## Task directions
Continue the piece on the pros and cons of spinal injections, starting after its final sentence.
[Opening Page text section]
As I am sure my readers know I have had several different types of spinal injections from epidurals to facet joint injections and even a life-threatening episode with one particular injection. But what are the pros and the cons of these types of injections which have given you time-limited pain relief?
The facet joint injection provides important information for your doctor and can also give you pain relief. Why do I have to have an injection in the facet joint? The procedure is designed to prove if the facet joint is causing your pain by placing a temporary medication to reduce discomfort in the joint.
The pros are that it provides a direct management for joint pain and inflammation. It provides faster pain relief and relieves moderate to severe pain. Steroid injections also provide faster pain relief than oral forms of anti-inflammatory drugs. Joint injections allow the drug to be absorbed in the blood stream faster than oral medications. Making pain receptors less sensitive, in turn sending fewer pain signals through the nerves
There are no stitches or open wounds to deal with, and because of this, you have an extremely small risk of infection. Overall, facet joint injections are considered a very safe treatment.
You may get between three weeks and three months’ pain relief from a steroid joint injection, though this varies. You can have the injections every three months if you need them. Generally, it’s best not to have more than four steroid joint injections in a year into any one joint. This is because there’s a chance any more could damage your joint.
The waiting list on the NHS for any spinal injections is long but having them done privately is not cheap. It varies across the UK from £1,200 in the far north to £2,043 in the south.
[Closing Page text section]
[Opening Source information section]
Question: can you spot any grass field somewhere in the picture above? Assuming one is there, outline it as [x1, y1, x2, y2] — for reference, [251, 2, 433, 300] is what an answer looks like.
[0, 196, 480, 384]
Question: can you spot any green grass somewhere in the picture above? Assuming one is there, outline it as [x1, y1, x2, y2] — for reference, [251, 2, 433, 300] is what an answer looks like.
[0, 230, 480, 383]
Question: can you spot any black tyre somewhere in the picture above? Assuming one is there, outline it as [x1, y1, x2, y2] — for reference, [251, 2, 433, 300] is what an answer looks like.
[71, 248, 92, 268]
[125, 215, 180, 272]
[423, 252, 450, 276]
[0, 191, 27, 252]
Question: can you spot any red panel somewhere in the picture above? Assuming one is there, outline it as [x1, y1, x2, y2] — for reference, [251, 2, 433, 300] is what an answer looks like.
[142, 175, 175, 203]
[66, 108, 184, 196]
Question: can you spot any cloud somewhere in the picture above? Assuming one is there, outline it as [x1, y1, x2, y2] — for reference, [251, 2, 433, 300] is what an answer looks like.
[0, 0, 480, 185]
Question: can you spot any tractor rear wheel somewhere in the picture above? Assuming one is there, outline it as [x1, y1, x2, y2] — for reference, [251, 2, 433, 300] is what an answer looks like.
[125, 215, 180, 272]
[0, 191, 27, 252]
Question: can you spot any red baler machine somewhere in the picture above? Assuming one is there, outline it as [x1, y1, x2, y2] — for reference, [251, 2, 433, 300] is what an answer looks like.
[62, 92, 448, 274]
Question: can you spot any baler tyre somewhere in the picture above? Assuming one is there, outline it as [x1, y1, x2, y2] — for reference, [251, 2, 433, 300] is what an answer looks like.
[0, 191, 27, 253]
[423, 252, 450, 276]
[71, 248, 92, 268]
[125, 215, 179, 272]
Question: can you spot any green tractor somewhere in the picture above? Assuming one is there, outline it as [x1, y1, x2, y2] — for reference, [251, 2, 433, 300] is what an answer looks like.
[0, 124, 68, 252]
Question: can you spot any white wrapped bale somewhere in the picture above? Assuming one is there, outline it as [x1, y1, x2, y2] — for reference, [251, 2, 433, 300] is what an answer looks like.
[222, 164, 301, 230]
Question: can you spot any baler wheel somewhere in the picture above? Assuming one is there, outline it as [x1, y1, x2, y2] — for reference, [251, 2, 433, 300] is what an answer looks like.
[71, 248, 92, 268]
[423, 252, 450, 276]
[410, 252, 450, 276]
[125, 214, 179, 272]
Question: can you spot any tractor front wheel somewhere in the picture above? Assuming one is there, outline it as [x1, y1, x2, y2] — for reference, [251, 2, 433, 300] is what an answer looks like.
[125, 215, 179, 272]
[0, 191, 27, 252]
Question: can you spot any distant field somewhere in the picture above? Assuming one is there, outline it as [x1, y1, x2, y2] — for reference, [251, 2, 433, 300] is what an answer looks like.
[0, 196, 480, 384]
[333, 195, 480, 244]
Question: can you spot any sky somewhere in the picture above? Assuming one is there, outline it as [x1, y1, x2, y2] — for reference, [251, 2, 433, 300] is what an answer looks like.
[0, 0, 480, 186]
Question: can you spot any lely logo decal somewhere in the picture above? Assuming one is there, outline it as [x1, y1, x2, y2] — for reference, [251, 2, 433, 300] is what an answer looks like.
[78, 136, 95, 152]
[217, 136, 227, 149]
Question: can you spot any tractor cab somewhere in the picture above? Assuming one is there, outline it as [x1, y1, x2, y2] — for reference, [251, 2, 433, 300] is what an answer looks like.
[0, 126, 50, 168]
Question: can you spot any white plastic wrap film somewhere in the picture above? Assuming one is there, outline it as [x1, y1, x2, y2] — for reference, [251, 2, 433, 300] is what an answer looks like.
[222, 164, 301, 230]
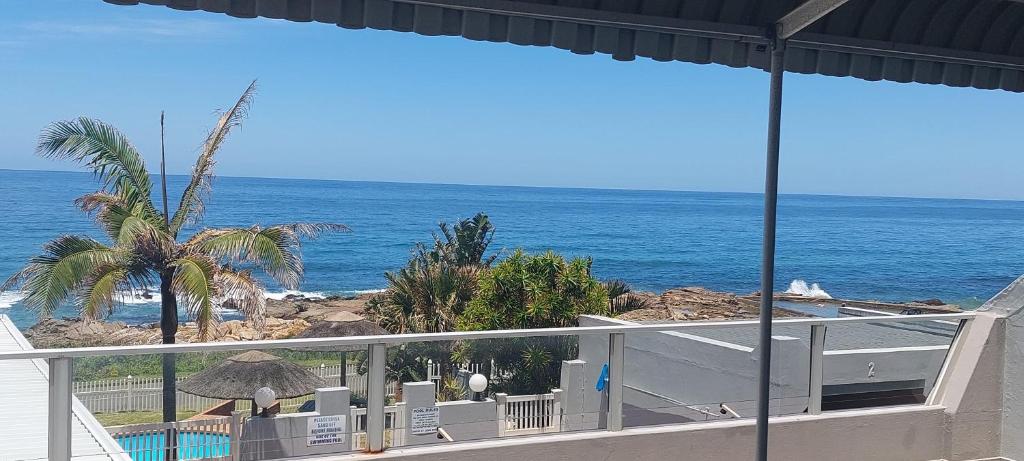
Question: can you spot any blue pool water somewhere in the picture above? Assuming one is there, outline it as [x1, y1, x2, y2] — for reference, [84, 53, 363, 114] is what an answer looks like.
[116, 432, 230, 461]
[0, 170, 1024, 328]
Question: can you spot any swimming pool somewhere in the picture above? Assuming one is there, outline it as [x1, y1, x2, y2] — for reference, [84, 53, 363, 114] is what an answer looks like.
[114, 431, 231, 461]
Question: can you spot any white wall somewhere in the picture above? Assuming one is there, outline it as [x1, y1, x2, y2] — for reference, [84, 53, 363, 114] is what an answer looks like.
[327, 407, 947, 461]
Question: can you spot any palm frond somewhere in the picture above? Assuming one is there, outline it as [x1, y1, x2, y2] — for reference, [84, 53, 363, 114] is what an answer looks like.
[213, 268, 266, 331]
[190, 223, 348, 289]
[169, 255, 220, 339]
[36, 117, 155, 210]
[0, 236, 118, 315]
[170, 80, 256, 236]
[78, 264, 134, 320]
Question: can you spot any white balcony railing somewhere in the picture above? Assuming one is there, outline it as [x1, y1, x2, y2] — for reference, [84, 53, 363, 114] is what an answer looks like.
[0, 312, 974, 461]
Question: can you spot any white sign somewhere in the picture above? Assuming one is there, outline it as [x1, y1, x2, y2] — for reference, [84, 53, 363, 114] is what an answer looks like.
[306, 415, 345, 447]
[411, 407, 440, 435]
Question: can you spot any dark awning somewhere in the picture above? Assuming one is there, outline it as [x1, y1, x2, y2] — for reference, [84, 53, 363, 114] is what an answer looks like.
[104, 0, 1024, 91]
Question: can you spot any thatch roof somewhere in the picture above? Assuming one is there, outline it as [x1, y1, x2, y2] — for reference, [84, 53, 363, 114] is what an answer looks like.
[178, 350, 328, 400]
[295, 311, 390, 352]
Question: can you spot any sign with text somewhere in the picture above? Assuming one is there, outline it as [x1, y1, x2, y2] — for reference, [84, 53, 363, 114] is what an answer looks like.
[306, 415, 345, 447]
[410, 407, 440, 435]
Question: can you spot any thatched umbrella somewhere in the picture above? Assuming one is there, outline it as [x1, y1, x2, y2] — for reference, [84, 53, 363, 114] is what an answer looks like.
[295, 310, 389, 386]
[178, 350, 327, 415]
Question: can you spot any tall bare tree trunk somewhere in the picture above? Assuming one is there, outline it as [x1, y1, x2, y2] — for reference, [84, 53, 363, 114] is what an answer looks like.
[338, 351, 348, 387]
[160, 269, 178, 461]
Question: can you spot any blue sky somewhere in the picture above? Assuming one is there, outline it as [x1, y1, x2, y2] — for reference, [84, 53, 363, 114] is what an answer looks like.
[0, 0, 1024, 200]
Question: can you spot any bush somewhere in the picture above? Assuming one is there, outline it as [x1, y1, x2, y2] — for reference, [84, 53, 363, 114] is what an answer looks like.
[454, 250, 608, 393]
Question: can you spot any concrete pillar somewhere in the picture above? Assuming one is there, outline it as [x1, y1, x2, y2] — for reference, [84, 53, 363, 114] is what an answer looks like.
[559, 360, 597, 431]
[Closing Source information section]
## Task output
The cons are that steroids have various side-effects. Age can also become a factor with facet joint injections. As you age, your facet joint becomes more damaged. This makes the injection more technically difficult because the joint is too small and maybe tighter. You may also grow small bones called osteophytes, which you do not normally see on an X-ray.
You could have an allergic reaction or cause bleeding although this is usually only a risk with patients who are on blood thinners.
Minor infections occur in less than 1% to 2% of all injections. Severe infections are rare, occurring in 0.1% to 0.01% of injections.
You could get discomfort at the point of the injection or worsening of pain symptoms. And while very rare, damage to the spinal cord or spinal nerves can occur from direct trauma from the needle, or secondarily from infection, bleeding resulting in compression, or injection into an artery causing blockage.
Have you had any spinal injections and if so how long did the pain relief last? I would love to hear from anyone who has had this treatment either on the NHS or privately as I am trying to get as much information as possible to write a much bigger article on it.
For me personally I enjoy every second of my pain free time after my injections and would not hesitate accepting any being offered to me.